• _Work item_
Without skipping anything, transcribe the listing that follows.

• _Task data_
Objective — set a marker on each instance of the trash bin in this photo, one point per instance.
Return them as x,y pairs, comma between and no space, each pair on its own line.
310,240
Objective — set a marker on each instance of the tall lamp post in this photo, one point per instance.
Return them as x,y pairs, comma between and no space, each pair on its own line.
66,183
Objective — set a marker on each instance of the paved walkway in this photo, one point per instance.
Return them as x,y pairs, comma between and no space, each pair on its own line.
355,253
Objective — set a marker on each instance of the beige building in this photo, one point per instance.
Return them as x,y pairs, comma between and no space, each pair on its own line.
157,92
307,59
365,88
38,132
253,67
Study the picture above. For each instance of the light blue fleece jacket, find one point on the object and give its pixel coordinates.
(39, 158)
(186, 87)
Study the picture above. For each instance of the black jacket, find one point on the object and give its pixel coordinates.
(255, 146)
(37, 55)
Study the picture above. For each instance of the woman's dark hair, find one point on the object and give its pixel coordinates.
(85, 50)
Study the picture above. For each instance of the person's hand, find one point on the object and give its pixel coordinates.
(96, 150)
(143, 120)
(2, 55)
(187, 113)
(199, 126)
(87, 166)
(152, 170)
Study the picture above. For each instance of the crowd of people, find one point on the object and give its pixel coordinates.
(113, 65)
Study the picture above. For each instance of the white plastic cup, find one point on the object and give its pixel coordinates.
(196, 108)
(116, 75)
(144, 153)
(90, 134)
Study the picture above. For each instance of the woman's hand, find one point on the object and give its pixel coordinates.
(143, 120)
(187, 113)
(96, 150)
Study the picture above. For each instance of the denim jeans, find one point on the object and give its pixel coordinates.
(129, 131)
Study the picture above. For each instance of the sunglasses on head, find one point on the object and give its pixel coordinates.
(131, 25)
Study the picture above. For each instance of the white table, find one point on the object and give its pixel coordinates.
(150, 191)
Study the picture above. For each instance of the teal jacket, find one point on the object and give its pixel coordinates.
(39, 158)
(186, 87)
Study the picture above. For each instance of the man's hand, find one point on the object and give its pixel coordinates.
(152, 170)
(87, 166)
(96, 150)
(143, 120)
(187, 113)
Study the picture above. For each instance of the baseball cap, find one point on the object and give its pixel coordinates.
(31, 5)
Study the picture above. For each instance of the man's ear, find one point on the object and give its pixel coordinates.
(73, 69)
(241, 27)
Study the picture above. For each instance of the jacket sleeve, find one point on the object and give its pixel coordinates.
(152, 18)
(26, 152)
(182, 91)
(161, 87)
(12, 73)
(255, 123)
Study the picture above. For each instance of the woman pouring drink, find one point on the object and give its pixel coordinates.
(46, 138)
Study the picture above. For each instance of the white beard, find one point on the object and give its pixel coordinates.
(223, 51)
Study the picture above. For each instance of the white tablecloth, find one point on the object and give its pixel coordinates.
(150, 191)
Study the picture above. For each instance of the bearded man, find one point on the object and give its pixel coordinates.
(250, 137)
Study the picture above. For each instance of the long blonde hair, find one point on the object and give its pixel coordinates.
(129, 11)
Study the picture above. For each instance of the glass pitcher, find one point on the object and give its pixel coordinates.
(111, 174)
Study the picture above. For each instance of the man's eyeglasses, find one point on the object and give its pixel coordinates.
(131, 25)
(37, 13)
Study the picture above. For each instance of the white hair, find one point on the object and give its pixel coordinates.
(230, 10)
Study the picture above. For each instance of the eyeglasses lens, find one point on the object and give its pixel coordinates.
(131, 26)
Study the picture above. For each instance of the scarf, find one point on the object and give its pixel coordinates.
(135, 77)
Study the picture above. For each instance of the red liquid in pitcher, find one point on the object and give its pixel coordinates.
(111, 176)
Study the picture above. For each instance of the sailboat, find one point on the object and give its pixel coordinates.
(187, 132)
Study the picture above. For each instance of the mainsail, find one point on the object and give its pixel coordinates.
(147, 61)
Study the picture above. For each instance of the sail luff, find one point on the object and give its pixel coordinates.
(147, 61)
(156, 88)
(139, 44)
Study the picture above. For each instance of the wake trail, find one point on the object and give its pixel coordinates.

• _Task result_
Objective — set a marker on each instance of the trash bin in this photo, one point per instance.
Return them as x,y pairs, comma between and no space, each pair on its own line.
310,240
Objective — set a marker on each instance of the tall lamp post in this photo, one point per instance.
Return them as x,y pairs, comma between and no space, each pair on its own line.
66,183
Objective — set a marker on each instance of the paved walkway in this photo, one point per instance.
Return them as x,y pairs, comma between and no space, each pair on its own line.
355,253
Objective — set a marker on each instance of the beige building in this photo, one point per instance.
Return them as x,y pairs, comma between and no space, each pair on its own line.
157,92
307,59
365,88
38,132
253,67
Study the picture above. For each instance of the light blue fleece jacket, find one point on the object and give its pixel coordinates.
(39, 158)
(186, 87)
Study the picture above. For each instance of the black jacket, find one point on the object and give its pixel coordinates.
(255, 146)
(37, 55)
Study the picture above. For each instance of the woman's dark hair, find one point on the object and give its pixel coordinates.
(85, 50)
Study the picture above. For each instance of the person's hand, find one point on the object and give its pixel coordinates.
(96, 150)
(143, 120)
(2, 55)
(187, 113)
(199, 126)
(87, 166)
(152, 170)
Study the picture above. For each instance of the crowd of people, find one point on the object and give its pixel coordinates.
(113, 65)
Study the picture above. For each instance of the white plastic cup, find one point on the object and give its pixel coordinates.
(196, 108)
(116, 75)
(144, 153)
(90, 134)
Study the picture above. For each instance of the woman's hand, find one point on the object and give its pixel coordinates.
(143, 120)
(187, 113)
(96, 150)
Study the picture above. For each instance of the denim jeans, find one point on the object and give its pixel coordinates.
(129, 131)
Study the picture above. For each instance of the sunglasses on head, find one point on the object and give its pixel coordinates.
(131, 25)
Study the picture above. For each instance of the white table, find one point on the object and give its pixel coordinates.
(150, 191)
Study the picture above. For each instance of the teal jacket, find one point on the object and give its pixel coordinates.
(39, 158)
(186, 87)
Study the picture above. For each instance of the man's hand, find one point on the object and give its pixel coordinates.
(152, 170)
(87, 166)
(96, 150)
(143, 120)
(187, 113)
Study the picture above. For each instance of the baseball cap, find one point on the object and give its pixel coordinates.
(31, 5)
Study the picture above. For each instance of the man's ear, find one point on the object and give its pixel coordinates.
(73, 69)
(241, 27)
Study the picture above. For each instance of the jacket sleeve, find one point on the object and give its pixel coordinates.
(152, 18)
(26, 152)
(182, 91)
(161, 87)
(12, 73)
(255, 123)
Study the picture above. For each instance of the woman pouring drink, find one point on the object and give its pixel coordinates.
(46, 138)
Study the picture above. For each instance of the white beard, find one point on the object and give its pixel coordinates.
(223, 51)
Study the picture above. For each instance of the white tablecloth, find one point on the object and give its pixel coordinates.
(150, 191)
Study the picture above. For each instance of the bearded man, find one point on the object and give its pixel coordinates.
(250, 137)
Study the picture above. For each instance of the long blonde hair, find one point on the object and give its pixel coordinates.
(129, 11)
Study the picture above. For each instance of the glass pitcher, find one point on the object and give its pixel coordinates.
(111, 174)
Study the picture above. For each instance of the man's eyeglasses, find one point on the object and give its pixel coordinates.
(131, 25)
(37, 13)
Study the picture above. For each instance of the white hair, find one point on the object and give its pixel coordinates.
(230, 10)
Study the picture above. For each instance of the eyeglasses lens, find one point on the object and give its pixel coordinates.
(131, 26)
Study the picture above. For each instance of the scarf, find one point on the object and give its pixel coordinates.
(135, 77)
Study the picture above. For each instance of the red liquid in pitcher, find one point on the object and give its pixel coordinates.
(111, 176)
Study the picture above. For each instance of the sailboat, find one point on the object and give its pixel coordinates.
(187, 132)
Study the picture above. For each instance of the mainsail, find one point on the object and give its pixel coordinates.
(147, 61)
Study the picture above. For each instance of the sail luff, find one point on the object and give its pixel coordinates.
(147, 61)
(156, 88)
(139, 44)
Study the picture above. For each instance of the wake trail, find one point on the object and give its pixel coordinates.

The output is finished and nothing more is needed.